── Texte de la page ──

Justement, quels sont ces paramètres qu’il faudrait changer ?

Je pense, par exemple, aux «squeeze-out provisions» (NdlR : des dispositions portant sur l’exclusion des minoritaires) ou encore aux facteurs déclencheurs d’une offre d’achat obligatoire. Nous devrions éliminer non seulement les zones grises mais aussi la subjectivité. Lorsque les règles seront plus claires, l’exécution et l’application seront plus faciles. Nous devons nous assurer que les pouvoirs discrétionnaires des régulateurs ainsi que l’interprétation subjective soient éliminés et si cela n’est pas entièrement possible, les réduire au strict minimum.

Les dispositions qui régissent les offres publiques d’achat sont celles qui demandent à être revues. Dans ce domaine, le besoin de changement se fait cruellement sentir.

À Maurice, pour qu’une offre publique d’achat soit validée, elle doit être acceptée par 90 % des actionnaires à qui l’offre a été faite. Ce seuil de 90 % est équivalent à ceux en vigueur sur la plupart des autres marchés. En revanche, le mode de calcul de ces 90 % est différent à Maurice : les actions appartenant déjà à l’actionnaire acquéreur sont exclues du calcul. Ce qui fait que la barre à Maurice est significativement plus haute qu’elle ne l’est à l’étranger.

La loi stipule qu’un actionnaire qui passe la barre de 30 % du capital d’une compagnie est censé en avoir pris le contrôle et, de ce fait, doit initier une offre publique d’achat. Est-ce une disposition raisonnable ?

Tout d’abord, nous devons comprendre ce que signifie le mot «contrôle». Selon les normes comptables internationales (International Financial Reporting Standards- IFRS) 10, un actionnaire contrôle une compagnie lorsque les trois conditions suivantes sont réunies : il exerce une influence sur la compagnie ; il a le droit d’obtenir des rendements variables sur son investissement dans cette compagnie; il est en mesure d’influencer le montant de ces rendements. En dépit de cette définition, la notion de contrôle n’est pas simple à établir et les IFRS se réfèrent à des notes explicatives.

Par ailleurs, le principe de contrôle sous le Companies Act est défini comme suit : quand une personne contrôle la composition du conseil d’administration ou est en mesure d’exercer un contrôle sur plus de la moitié des votes à l’assemblée générale des actionnaires ; ou quand une personne détient plus de la moitié du capital émis ou est autorisée à recevoir plus de la moitié des dividendes déclarés.

───
── Matériel fourni ──

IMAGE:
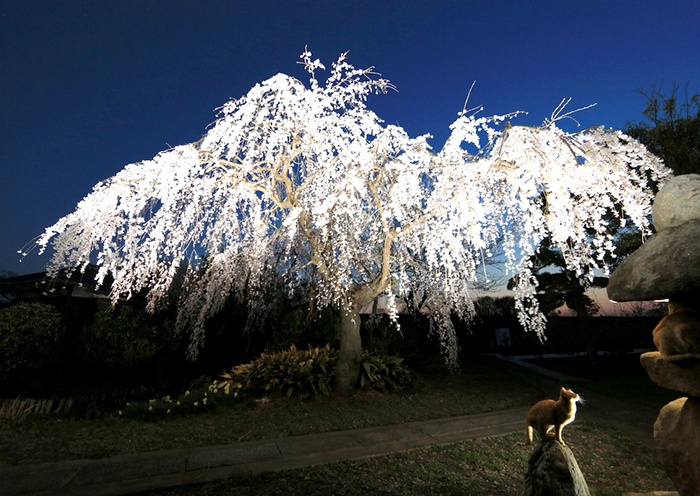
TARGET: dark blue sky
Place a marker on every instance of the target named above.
(87, 87)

───

Consignes:
**1.** Restituez mot pour mot le passage du texte sur les offres publiques d'achat qui va de « Par ailleurs, le » jusqu'à « des dividendes déclarés. ».
**2.** Reprenez le texte sur les offres publiques d'achat à partir de l'endroit où il s'arrête.

Réponses rédigées:
**1.**
Par ailleurs, le principe de contrôle sous le Companies Act est défini comme suit : quand une personne contrôle la composition du conseil d’administration ou est en mesure d’exercer un contrôle sur plus de la moitié des votes à l’assemblée générale des actionnaires ; ou quand une personne détient plus de la moitié du capital émis ou est autorisée à recevoir plus de la moitié des dividendes déclarés.

**2.**
Un conseil d’administration est contrôlé par une autre compagnie si cette dernière a le pouvoir de nommer ou de révoquer tous les directeurs de la compagnie ou un nombre de directeurs détenant entre eux la majorité des votes au conseil d’administration ; et quand la société mère détient la moitié ou moins des pouvoirs de vote au sein de la compagnie.

Par conséquent, le contrôle n’est pas défini par l’actionnariat.

Est-ce que l’acquisition de 30 % du capital est un critère valable pour dire qu’un actionnaire a pris le contrôle effectif d’une compagnie ?

Le Securities (Takeover) Rules 2010 fait référence au concept du «contrôle effectif», qui est une notion subjective et sujette à interprétation, et au seuil de 30 % de l’actionnariat pour déclencher une offre publique d’achat. Ce seuil varie suivant les juridictions. Aux Bermudes, par exemple, il n’y a pas de règle pour une offre publique d’achat. En Argentine, le seuil est de 15 % ; il est à 20 % en Australie ; à 25 % en Inde, en France, à Hongkong et au Royaume-Uni, il est à 30 %. En Afrique du Sud, le seuil est à 35 % et en Israël à 45 % et aux États-Unis, il varie d’un État à l’autre.

À Maurice, le seuil doit se conformer à la juridiction dans laquelle il y a une double cotation (double listing) et 30 % est un seuil correct dans les circonstances actuelles.

Comment définit-on un délit d’initié ? Quelles sont les institutions qui devraient intervenir/enquêter à ce sujet ?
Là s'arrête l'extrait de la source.